(Image object location entries)
━━━━━━

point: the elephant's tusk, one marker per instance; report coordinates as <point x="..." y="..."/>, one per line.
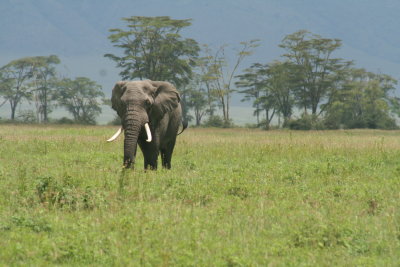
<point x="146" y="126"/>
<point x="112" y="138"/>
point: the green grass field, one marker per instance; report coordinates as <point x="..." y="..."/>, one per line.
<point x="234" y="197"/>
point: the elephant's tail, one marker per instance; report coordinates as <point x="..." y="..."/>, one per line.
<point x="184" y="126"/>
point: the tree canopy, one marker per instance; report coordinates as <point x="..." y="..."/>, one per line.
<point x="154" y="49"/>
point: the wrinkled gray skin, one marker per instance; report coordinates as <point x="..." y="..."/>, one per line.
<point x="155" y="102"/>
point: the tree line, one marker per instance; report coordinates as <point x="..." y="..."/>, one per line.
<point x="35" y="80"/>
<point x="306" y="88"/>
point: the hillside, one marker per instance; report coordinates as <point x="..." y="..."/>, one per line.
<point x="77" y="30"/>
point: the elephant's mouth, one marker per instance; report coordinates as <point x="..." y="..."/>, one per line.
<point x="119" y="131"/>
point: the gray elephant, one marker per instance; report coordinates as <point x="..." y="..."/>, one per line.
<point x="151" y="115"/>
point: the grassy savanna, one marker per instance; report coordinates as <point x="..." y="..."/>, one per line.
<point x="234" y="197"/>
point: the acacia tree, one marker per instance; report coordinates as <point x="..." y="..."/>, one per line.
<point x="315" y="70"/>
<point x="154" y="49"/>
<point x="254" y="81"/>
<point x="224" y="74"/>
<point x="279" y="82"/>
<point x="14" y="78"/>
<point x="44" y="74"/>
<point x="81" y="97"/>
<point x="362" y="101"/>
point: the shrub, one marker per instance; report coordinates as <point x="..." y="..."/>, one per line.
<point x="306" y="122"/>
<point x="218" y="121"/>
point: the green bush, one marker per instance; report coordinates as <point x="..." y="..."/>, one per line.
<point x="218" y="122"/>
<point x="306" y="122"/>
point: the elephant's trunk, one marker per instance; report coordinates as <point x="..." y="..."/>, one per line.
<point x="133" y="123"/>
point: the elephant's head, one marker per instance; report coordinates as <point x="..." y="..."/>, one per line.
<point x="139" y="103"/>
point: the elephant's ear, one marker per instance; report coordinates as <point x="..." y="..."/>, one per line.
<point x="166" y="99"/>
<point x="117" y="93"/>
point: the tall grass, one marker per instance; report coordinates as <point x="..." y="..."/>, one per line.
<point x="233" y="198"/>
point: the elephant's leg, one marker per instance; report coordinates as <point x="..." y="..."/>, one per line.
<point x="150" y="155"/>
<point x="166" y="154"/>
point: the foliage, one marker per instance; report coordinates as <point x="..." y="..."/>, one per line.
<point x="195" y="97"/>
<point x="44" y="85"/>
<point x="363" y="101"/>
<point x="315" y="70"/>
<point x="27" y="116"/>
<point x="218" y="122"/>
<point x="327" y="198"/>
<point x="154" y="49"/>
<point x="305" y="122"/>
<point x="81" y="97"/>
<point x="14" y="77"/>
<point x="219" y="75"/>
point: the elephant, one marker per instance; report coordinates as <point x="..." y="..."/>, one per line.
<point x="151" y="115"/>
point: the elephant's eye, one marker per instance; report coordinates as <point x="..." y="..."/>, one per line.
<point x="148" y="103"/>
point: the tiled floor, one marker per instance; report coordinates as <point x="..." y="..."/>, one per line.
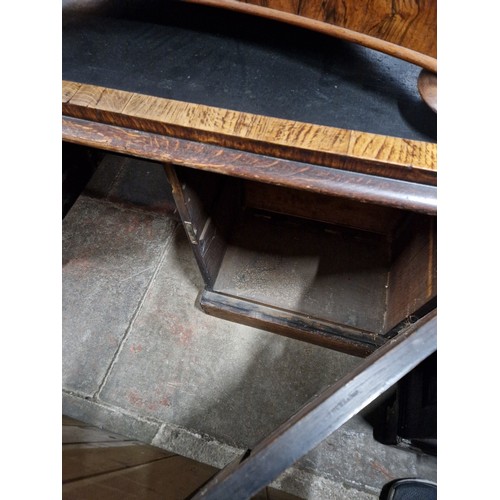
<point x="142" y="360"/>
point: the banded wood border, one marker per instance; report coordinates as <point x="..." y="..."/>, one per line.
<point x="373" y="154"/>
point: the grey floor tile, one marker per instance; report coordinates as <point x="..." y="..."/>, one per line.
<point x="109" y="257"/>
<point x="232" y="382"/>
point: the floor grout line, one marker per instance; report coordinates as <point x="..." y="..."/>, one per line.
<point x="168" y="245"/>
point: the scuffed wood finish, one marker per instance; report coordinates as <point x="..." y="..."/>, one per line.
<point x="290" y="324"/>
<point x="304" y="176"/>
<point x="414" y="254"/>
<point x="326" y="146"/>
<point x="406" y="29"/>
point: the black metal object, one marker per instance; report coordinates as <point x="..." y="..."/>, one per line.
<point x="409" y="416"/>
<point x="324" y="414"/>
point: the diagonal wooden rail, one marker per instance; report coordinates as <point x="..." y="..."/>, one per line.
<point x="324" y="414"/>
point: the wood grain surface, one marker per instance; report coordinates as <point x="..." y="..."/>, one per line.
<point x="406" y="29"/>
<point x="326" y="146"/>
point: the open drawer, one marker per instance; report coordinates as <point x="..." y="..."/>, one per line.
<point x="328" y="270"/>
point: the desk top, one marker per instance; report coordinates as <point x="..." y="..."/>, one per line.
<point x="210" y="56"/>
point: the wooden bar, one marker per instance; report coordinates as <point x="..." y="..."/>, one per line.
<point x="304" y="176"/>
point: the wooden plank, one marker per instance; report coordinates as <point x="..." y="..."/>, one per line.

━━━━━━

Nothing but the lines from the line with "point: the diagonal" to the last line of the listing above should appear; please retype them exactly, both ends included.

point: the diagonal wooden rail, one marker per instance; report coordinates as <point x="..." y="..."/>, one per line.
<point x="324" y="414"/>
point: the wood grain surface, one marker per instance; report coordinates as <point x="..." y="..."/>, one per line.
<point x="406" y="29"/>
<point x="326" y="146"/>
point: the open drawer, one marker per instance; report coordinates as <point x="..." y="..."/>, one per line.
<point x="328" y="270"/>
point: the desk top, one marker per instance; report coordinates as <point x="..." y="..."/>, one per line.
<point x="210" y="56"/>
point: the wooden bar, one marker per instance; report coordinates as <point x="..." y="..."/>, one per line.
<point x="304" y="176"/>
point: the wooden plank, one marker per instance; report coordinates as <point x="..." y="..."/>, one per line.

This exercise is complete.